Your goal
Render every line of the data below as a Markdown table with two columns, Row and Text. Number each line in Row and omit blank lines.
** begin Records provided **
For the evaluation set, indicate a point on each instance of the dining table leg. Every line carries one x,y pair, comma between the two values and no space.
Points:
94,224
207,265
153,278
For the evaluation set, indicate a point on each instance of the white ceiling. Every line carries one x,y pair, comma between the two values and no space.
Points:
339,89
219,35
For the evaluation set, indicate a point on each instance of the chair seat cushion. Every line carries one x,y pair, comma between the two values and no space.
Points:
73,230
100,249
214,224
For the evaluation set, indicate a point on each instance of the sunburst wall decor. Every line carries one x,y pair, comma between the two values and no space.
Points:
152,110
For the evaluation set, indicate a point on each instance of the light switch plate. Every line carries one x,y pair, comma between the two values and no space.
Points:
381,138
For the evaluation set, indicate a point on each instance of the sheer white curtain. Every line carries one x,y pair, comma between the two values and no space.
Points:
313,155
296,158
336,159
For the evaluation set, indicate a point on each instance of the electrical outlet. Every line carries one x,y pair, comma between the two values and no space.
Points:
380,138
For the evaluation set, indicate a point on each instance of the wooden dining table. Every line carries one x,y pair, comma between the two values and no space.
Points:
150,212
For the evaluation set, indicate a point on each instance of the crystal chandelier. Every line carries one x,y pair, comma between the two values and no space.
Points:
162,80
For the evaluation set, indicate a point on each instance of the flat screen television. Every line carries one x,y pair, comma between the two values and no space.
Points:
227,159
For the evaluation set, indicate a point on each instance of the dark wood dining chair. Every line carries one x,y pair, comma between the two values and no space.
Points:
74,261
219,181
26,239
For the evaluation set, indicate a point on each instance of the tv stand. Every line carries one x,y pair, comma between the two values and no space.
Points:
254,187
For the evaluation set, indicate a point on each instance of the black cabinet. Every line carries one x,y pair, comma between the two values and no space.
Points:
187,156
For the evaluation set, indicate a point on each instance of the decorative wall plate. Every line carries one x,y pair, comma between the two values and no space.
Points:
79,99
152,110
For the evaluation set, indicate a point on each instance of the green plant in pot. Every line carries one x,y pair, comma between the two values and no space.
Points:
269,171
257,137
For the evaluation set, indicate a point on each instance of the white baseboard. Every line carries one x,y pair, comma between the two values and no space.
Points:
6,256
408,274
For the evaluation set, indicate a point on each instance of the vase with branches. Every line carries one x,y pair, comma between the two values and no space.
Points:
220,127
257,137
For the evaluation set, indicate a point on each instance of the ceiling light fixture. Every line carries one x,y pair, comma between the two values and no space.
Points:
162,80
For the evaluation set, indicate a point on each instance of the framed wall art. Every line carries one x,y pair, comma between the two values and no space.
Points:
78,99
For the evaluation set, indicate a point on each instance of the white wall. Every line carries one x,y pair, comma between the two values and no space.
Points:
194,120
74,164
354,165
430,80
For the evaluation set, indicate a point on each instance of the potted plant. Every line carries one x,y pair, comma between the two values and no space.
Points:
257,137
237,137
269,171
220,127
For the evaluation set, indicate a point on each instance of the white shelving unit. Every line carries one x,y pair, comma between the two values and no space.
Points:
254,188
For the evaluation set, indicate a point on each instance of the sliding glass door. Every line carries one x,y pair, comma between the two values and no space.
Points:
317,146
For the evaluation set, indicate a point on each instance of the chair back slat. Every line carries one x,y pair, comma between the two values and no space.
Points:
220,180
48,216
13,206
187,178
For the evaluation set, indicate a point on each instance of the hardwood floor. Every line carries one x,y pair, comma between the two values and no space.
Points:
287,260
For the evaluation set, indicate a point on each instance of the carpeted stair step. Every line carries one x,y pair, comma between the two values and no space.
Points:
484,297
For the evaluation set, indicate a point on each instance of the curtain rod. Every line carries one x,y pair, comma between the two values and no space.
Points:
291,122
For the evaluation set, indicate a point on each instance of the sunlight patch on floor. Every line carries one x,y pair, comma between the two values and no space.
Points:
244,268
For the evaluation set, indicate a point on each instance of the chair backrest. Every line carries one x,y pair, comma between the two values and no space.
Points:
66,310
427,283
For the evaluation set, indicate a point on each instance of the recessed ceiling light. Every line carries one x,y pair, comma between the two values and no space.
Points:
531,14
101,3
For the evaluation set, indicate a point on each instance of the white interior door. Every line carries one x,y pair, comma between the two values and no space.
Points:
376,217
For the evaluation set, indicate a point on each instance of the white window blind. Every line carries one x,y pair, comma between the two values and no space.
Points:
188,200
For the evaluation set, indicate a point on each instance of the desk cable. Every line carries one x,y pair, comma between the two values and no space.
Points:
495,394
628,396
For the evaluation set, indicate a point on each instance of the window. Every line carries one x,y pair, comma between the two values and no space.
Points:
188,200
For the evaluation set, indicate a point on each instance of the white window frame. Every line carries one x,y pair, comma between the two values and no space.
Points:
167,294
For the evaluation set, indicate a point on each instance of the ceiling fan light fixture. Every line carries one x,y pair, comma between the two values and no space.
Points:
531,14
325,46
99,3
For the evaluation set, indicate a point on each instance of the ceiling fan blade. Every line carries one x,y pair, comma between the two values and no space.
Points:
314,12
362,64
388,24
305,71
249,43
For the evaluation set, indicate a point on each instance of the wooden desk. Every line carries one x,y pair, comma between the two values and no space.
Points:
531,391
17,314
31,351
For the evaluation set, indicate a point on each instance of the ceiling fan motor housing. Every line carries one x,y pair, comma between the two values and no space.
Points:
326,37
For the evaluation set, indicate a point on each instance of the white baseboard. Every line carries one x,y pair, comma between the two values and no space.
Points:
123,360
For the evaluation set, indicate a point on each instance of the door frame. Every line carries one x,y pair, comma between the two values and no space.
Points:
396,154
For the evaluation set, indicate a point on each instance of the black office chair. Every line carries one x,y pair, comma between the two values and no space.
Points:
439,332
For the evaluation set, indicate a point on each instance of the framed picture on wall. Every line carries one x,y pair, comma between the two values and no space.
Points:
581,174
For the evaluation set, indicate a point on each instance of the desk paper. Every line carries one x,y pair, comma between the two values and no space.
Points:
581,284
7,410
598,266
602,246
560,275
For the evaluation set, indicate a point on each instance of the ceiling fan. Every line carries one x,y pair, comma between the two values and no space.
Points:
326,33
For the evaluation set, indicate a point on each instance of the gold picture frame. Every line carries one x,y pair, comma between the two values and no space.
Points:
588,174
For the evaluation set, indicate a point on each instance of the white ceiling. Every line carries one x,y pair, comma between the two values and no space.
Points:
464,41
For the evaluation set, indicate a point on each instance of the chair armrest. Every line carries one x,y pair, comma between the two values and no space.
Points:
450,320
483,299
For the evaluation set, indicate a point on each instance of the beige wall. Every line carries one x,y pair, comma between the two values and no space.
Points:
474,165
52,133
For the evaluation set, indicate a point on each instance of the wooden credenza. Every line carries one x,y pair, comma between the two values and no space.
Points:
** end Records provided **
Output below
| Row | Text |
|---|---|
| 1 | For the evaluation set, indicate a point on each instance of the dining table leg. Every line carries one x,y pair, comma between the two values and no space. |
| 2 | Points: |
| 3 | 94,224 |
| 4 | 207,265 |
| 5 | 153,278 |
| 6 | For the evaluation set, indicate a point on each instance of the white ceiling. Every line carries one x,y pair, comma between the two values and no space. |
| 7 | Points: |
| 8 | 339,89 |
| 9 | 219,35 |
| 10 | For the evaluation set, indicate a point on each instance of the chair seat cushion. Every line carries one x,y pair, comma between the two values and no space. |
| 11 | Points: |
| 12 | 73,230 |
| 13 | 100,249 |
| 14 | 214,224 |
| 15 | For the evaluation set, indicate a point on each instance of the sunburst wall decor. Every line carries one x,y pair, comma between the two values and no space. |
| 16 | Points: |
| 17 | 152,110 |
| 18 | For the evaluation set, indicate a point on each instance of the light switch plate. Every line carries one x,y pair, comma between the two values and no space. |
| 19 | Points: |
| 20 | 381,138 |
| 21 | For the evaluation set, indicate a point on each instance of the sheer white curtain. Every line carries one x,y pair, comma between the two values and no space. |
| 22 | Points: |
| 23 | 313,155 |
| 24 | 296,158 |
| 25 | 336,159 |
| 26 | For the evaluation set, indicate a point on each instance of the electrical outlet. Every line carries one x,y pair, comma between the two values and no space. |
| 27 | Points: |
| 28 | 380,138 |
| 29 | For the evaluation set, indicate a point on each instance of the wooden dining table. Every line carries one x,y pair, comma between the two values and no space. |
| 30 | Points: |
| 31 | 150,212 |
| 32 | For the evaluation set, indicate a point on each instance of the crystal chandelier. Every line carries one x,y pair, comma between the two values and no space. |
| 33 | Points: |
| 34 | 162,80 |
| 35 | For the evaluation set, indicate a point on each instance of the flat screen television. Every line carries one x,y pair, comma between the two values and no space. |
| 36 | Points: |
| 37 | 227,159 |
| 38 | For the evaluation set, indicate a point on each instance of the dark wood dining chair. Every line carries one x,y pair, comma between the two values and no space. |
| 39 | Points: |
| 40 | 74,261 |
| 41 | 219,181 |
| 42 | 26,239 |
| 43 | For the evaluation set, indicate a point on each instance of the tv stand. Every line carries one x,y pair, comma between the two values and no space. |
| 44 | Points: |
| 45 | 254,187 |
| 46 | For the evaluation set, indicate a point on each instance of the black cabinet. Every line carries one x,y pair, comma between the two values and no space. |
| 47 | Points: |
| 48 | 187,156 |
| 49 | For the evaluation set, indicate a point on each instance of the decorative wall plate. Every line carries one x,y pair, comma between the two values and no space. |
| 50 | Points: |
| 51 | 79,99 |
| 52 | 152,110 |
| 53 | For the evaluation set, indicate a point on each instance of the green plant in pot. Every line carries one x,y pair, comma between the two values and no space. |
| 54 | Points: |
| 55 | 269,171 |
| 56 | 257,137 |
| 57 | For the evaluation set, indicate a point on each instance of the white baseboard. Every line carries one x,y pair, comma between the two values and no space. |
| 58 | Points: |
| 59 | 6,256 |
| 60 | 408,274 |
| 61 | For the evaluation set, indicate a point on each instance of the vase with branches. Every line carries one x,y pair, comma between the two values and no space. |
| 62 | Points: |
| 63 | 220,127 |
| 64 | 257,137 |
| 65 | For the evaluation set, indicate a point on each instance of the ceiling light fixture. Every line carries one x,y pair, comma between the two values and no space. |
| 66 | Points: |
| 67 | 162,80 |
| 68 | For the evaluation set, indicate a point on each instance of the framed wall art. Every line carries one x,y pair, comma between the two values and no space. |
| 69 | Points: |
| 70 | 78,99 |
| 71 | For the evaluation set, indicate a point on each instance of the white wall. Every line carries one x,y pair, comma between the two values and no space. |
| 72 | Points: |
| 73 | 194,120 |
| 74 | 74,164 |
| 75 | 354,165 |
| 76 | 430,80 |
| 77 | For the evaluation set, indicate a point on each instance of the potted plant. Every line carries one x,y pair, comma between the two values and no space. |
| 78 | Points: |
| 79 | 257,137 |
| 80 | 237,137 |
| 81 | 269,171 |
| 82 | 220,127 |
| 83 | For the evaluation set, indicate a point on each instance of the white shelving unit. Every line carries one x,y pair, comma between the two values and no space. |
| 84 | Points: |
| 85 | 254,188 |
| 86 | For the evaluation set, indicate a point on each instance of the sliding glass door. Every line carries one x,y pair, comma between the two values and no space. |
| 87 | Points: |
| 88 | 317,146 |
| 89 | For the evaluation set, indicate a point on each instance of the chair back slat. Every line carries one x,y pair, comma between the two values and no space. |
| 90 | Points: |
| 91 | 220,180 |
| 92 | 48,216 |
| 93 | 13,206 |
| 94 | 187,178 |
| 95 | For the evaluation set, indicate a point on each instance of the hardwood floor. Every line carries one x,y pair, comma between the two values and no space. |
| 96 | Points: |
| 97 | 287,260 |
| 98 | For the evaluation set, indicate a point on each instance of the carpeted stair step. Every line carries one x,y pair, comma between the two values and no space. |
| 99 | Points: |
| 100 | 484,297 |
| 101 | For the evaluation set, indicate a point on each instance of the curtain rod. Every line carries one x,y pair, comma between the two values and no space. |
| 102 | Points: |
| 103 | 291,122 |
| 104 | For the evaluation set, indicate a point on each instance of the sunlight patch on floor. Every line carries one x,y pair, comma between the two values and no space. |
| 105 | Points: |
| 106 | 244,268 |
| 107 | For the evaluation set, indicate a point on each instance of the chair backrest. Every line carries one x,y pair, comma between the two values and no space. |
| 108 | Points: |
| 109 | 66,310 |
| 110 | 427,283 |
| 111 | For the evaluation set, indicate a point on each instance of the recessed ceiling light. Every line carries one x,y pair, comma between the two values and no space. |
| 112 | Points: |
| 113 | 531,14 |
| 114 | 101,3 |
| 115 | For the evaluation set, indicate a point on each instance of the white interior door. Every line carries one x,y pair, comma between the two values and no space. |
| 116 | Points: |
| 117 | 376,217 |
| 118 | For the evaluation set, indicate a point on each instance of the white window blind. Every line carries one x,y pair, comma between the two values and no space. |
| 119 | Points: |
| 120 | 188,200 |
| 121 | For the evaluation set, indicate a point on each instance of the desk cable. Every line carries one x,y pair, comma between the two values and no space. |
| 122 | Points: |
| 123 | 495,394 |
| 124 | 628,396 |
| 125 | For the evaluation set, indicate a point on each instance of the window. Every line carries one x,y pair, comma between the two values and no space. |
| 126 | Points: |
| 127 | 188,200 |
| 128 | For the evaluation set, indicate a point on each instance of the white window frame. Every line carries one x,y pair, comma between the two values and no space. |
| 129 | Points: |
| 130 | 167,294 |
| 131 | For the evaluation set, indicate a point on each instance of the ceiling fan light fixture. Every line carries one x,y pair, comma between the two values and no space. |
| 132 | Points: |
| 133 | 531,14 |
| 134 | 325,46 |
| 135 | 99,3 |
| 136 | For the evaluation set, indicate a point on each instance of the ceiling fan blade. Every line carries one x,y pair, comma between the two values and no space. |
| 137 | Points: |
| 138 | 314,12 |
| 139 | 362,64 |
| 140 | 388,24 |
| 141 | 305,71 |
| 142 | 249,43 |
| 143 | For the evaluation set, indicate a point on each instance of the wooden desk. Every line carries one x,y pair, comma between the two values and no space. |
| 144 | Points: |
| 145 | 531,391 |
| 146 | 17,314 |
| 147 | 31,351 |
| 148 | For the evaluation set, indicate a point on each instance of the ceiling fan motor housing. Every line carries one x,y pair, comma between the two values and no space. |
| 149 | Points: |
| 150 | 326,37 |
| 151 | For the evaluation set, indicate a point on each instance of the white baseboard. Every line carries one x,y pair, comma between the two values and no space. |
| 152 | Points: |
| 153 | 123,360 |
| 154 | For the evaluation set, indicate a point on each instance of the door frame. Every line carries one x,y pair, comma between the two values and no space. |
| 155 | Points: |
| 156 | 396,154 |
| 157 | For the evaluation set, indicate a point on each instance of the black office chair. Every line carries one x,y pair, comma between the two values and no space. |
| 158 | Points: |
| 159 | 439,332 |
| 160 | For the evaluation set, indicate a point on each instance of the framed picture on wall. Every line carries one x,y pair, comma between the two values and no space. |
| 161 | Points: |
| 162 | 581,174 |
| 163 | For the evaluation set, indicate a point on each instance of the desk paper. Every line carries one x,y pair, comma between the two values and no space. |
| 164 | Points: |
| 165 | 581,284 |
| 166 | 7,410 |
| 167 | 598,266 |
| 168 | 602,246 |
| 169 | 560,275 |
| 170 | For the evaluation set, indicate a point on each instance of the ceiling fan. Every line carries one x,y pair, comma between the two values and no space. |
| 171 | Points: |
| 172 | 326,33 |
| 173 | For the evaluation set, indicate a point on each instance of the gold picture frame. Every line carries one x,y pair, comma between the two values and no space. |
| 174 | Points: |
| 175 | 588,174 |
| 176 | For the evaluation set, indicate a point on each instance of the white ceiling. Every line carries one x,y pair, comma between the two values and no space. |
| 177 | Points: |
| 178 | 464,41 |
| 179 | For the evaluation set, indicate a point on each instance of the chair armrest. Every line carries one x,y pair, comma between the two values and no space. |
| 180 | Points: |
| 181 | 450,320 |
| 182 | 483,299 |
| 183 | For the evaluation set, indicate a point on each instance of the beige wall. Every line carries one x,y pair, comma between the two values and no space. |
| 184 | Points: |
| 185 | 474,165 |
| 186 | 52,133 |
| 187 | For the evaluation set, indicate a point on each instance of the wooden credenza. Every line carries one x,y pair, comma between the two values and no space. |
| 188 | Points: |